Texte extrait =
━━━

Vu les explications qui précèdent et les pièces versées aux débats,

INFIRMER en toutes ses dispositions le jugement du Tribunal de commerce de MARSEILLE en date du 6 février 2019, sauf en ce qu'il a :

Condamné la société VANLO à payer à la société B2000 COTE D'AZUR le solde de ses factures du 28 février 2017 et du 31 mars 2017, soit la somme de 1 028,46 TTC avec intérêt au taux légal et a ordonné la capitalisation des intérêts,

ii. Jugé que la société VANLO avait rompu brutalement partiellement les relations commerciales établies avec la société B2000 COTE D'AZUR,

ET, STATUANT A NOUVEAU,

A TITRE PRINCIPAL

1/ DIRE ET JUGER que le contrat de location d'article textiles à durée déterminée reconduit en date du 23 mars 2016 entre la société B2000 COTE D'AZUR et la société VANLO a été résilié abusivement par la société VANLO 28 mois avant sa date d'échéance,

En conséquence,

CONDAMNER la société VANLO à payer à la société B2000 COTE D'AZUR la somme de 10 213,20 euros T.T.C., correspondant au rachat du stock de linge mis à la disposition de la société VANLO, à sa valeur à neuf,

CONDAMNER la société VANLO à payer à la société B2000 COTE D'AZUR la somme de 248 000 euros en réparation du préjudice subi du fait du manque à gagner sur la durée du contrat restant à courir,

A TITRE SUBSIDIAIRE

DIRE ET JUGER que le préavis de rupture des relations commerciales qui aurait dû être octroyé par la société VANLO à la société B2000 COTE D'AZUR ne saurait être inférieur à un an,

CONDAMNER la société VANLO à payer à la société B2000 COTE D'AZUR une indemnité d'un montant de 80 335 euros, équivalente à la perte de marge sur coûts variables pendant le préavis d'un an qui aurait dû être consenti, cette somme étant assortie des intérêts au taux légal

Plus subsidiairement encore,

CONDAMNER la société VANLO à payer à la société B2000 COTE D'AZUR une indemnité d'un montant de 77 753 euros, équivalente à la perte de marge sur coûts variables (intégrant la masse salariale affectée au client VANLO) pendant le préavis d'un an qui aurait dû être consenti ; cette somme étant assortie des intérêts au taux légal,

2/ DIRE ET JUGER que la demande de remboursement de facture à hauteur de 7 636,70 HT est nouvelle en appel,

DIRE ET JUGER qu'elle est irrecevable,

A TITRE SUBSIDIAIRE,

DIRE ET JUGER que la société VANLO ne rapporte pas la preuve de ses allégations tandis que la société la société B2000 COTE D'AZUR démontre avoir renouvelé son stock de linge conformément aux termes du contrat,

DEBOUTER la société VANLO de sa demande comme étant mal fondée,

EN TOUT ETAT DE CAUSE,

DEBOUTER la société VANLO de l'ensemble de ses demandes, fins ou conclusions,

ORDONNER la capitalisation des intérêts de l'ensemble des condamnations à intervenir,

CONDAMNER la société VANLO à payer à la société B2000 COTE D'AZUR la somme de 15.000 euros des dispositions de l'article 700 du Code de procédure civile,

CONDAMNER la société VANLO aux entiers dépens de l'instance distraits au profit de la SELARL RECAMIER ET ASSOCIES, avocats postulants aux offres de droit.

━━━

Données extraites =
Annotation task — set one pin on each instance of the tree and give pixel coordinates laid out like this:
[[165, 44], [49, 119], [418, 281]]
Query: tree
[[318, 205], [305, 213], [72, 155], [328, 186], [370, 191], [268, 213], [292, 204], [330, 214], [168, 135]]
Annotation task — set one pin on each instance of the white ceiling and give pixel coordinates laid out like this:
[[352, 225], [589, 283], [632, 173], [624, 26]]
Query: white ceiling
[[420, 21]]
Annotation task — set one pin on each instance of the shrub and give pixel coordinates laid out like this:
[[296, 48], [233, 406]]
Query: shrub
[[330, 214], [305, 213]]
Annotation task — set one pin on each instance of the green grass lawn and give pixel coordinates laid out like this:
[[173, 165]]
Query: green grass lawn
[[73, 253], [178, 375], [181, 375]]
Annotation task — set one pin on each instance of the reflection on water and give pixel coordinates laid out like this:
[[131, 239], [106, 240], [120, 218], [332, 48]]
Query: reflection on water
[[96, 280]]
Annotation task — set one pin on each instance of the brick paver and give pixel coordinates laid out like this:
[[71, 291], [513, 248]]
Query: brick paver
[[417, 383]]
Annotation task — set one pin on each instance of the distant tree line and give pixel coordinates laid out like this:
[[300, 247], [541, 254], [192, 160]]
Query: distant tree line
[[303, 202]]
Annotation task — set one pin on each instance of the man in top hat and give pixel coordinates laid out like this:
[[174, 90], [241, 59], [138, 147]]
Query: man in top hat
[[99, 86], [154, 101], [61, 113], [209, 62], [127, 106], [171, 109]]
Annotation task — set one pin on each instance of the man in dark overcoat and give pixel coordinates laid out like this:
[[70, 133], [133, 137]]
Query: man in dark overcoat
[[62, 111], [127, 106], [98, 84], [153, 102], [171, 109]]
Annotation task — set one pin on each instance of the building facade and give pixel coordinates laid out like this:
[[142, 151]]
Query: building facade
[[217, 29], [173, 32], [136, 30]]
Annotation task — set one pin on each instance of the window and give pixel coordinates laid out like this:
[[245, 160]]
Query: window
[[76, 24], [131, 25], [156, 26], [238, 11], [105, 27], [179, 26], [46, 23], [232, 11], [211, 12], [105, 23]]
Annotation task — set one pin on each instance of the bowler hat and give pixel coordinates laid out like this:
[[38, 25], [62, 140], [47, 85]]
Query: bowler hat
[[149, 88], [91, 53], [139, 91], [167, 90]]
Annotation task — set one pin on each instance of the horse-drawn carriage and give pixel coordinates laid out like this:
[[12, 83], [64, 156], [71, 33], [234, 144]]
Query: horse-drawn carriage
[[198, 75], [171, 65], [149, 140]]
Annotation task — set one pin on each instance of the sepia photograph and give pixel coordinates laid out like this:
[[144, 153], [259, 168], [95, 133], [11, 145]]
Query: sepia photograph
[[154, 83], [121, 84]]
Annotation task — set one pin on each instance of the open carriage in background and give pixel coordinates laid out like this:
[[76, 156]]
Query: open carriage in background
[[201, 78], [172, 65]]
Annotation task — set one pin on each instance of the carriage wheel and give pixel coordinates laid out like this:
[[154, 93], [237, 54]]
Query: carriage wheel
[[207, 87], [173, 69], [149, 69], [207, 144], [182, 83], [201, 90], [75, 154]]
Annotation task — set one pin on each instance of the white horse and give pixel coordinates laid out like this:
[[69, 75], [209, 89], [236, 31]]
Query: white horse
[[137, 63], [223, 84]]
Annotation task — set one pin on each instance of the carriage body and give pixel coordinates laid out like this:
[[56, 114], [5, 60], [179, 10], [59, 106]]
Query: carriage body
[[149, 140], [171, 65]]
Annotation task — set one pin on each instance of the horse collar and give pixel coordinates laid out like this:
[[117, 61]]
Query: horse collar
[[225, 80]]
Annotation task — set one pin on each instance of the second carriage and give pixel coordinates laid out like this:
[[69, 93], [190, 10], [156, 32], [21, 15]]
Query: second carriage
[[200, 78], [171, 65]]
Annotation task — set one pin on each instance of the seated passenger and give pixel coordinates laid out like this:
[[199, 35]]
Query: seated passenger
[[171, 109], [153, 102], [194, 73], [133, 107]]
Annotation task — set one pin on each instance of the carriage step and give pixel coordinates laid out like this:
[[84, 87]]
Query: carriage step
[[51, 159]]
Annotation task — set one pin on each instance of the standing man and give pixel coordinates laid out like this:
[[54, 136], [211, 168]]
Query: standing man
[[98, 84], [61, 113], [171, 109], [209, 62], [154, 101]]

━━━

Objectifs =
1. D'après le texte extrait, quelle somme la société B2000 COTE D'AZUR réclame-t-elle à la société VANLO au titre de l'article 700 du Code de procédure civile ?
2. Relevez toutes les sommes que la société VANLO doit être condamnée à payer dans les paragraphes du texte extrait qui commencent par « CONDAMNER ».
Le matériau fourni ne joue ici aucun rôle.

Réponses par tâche =
1. La somme de 15.000 euros.

2.
- 10 213,20 euros T.T.C.
- 248 000 euros
- 80 335 euros
- 77 753 euros
- 15.000 euros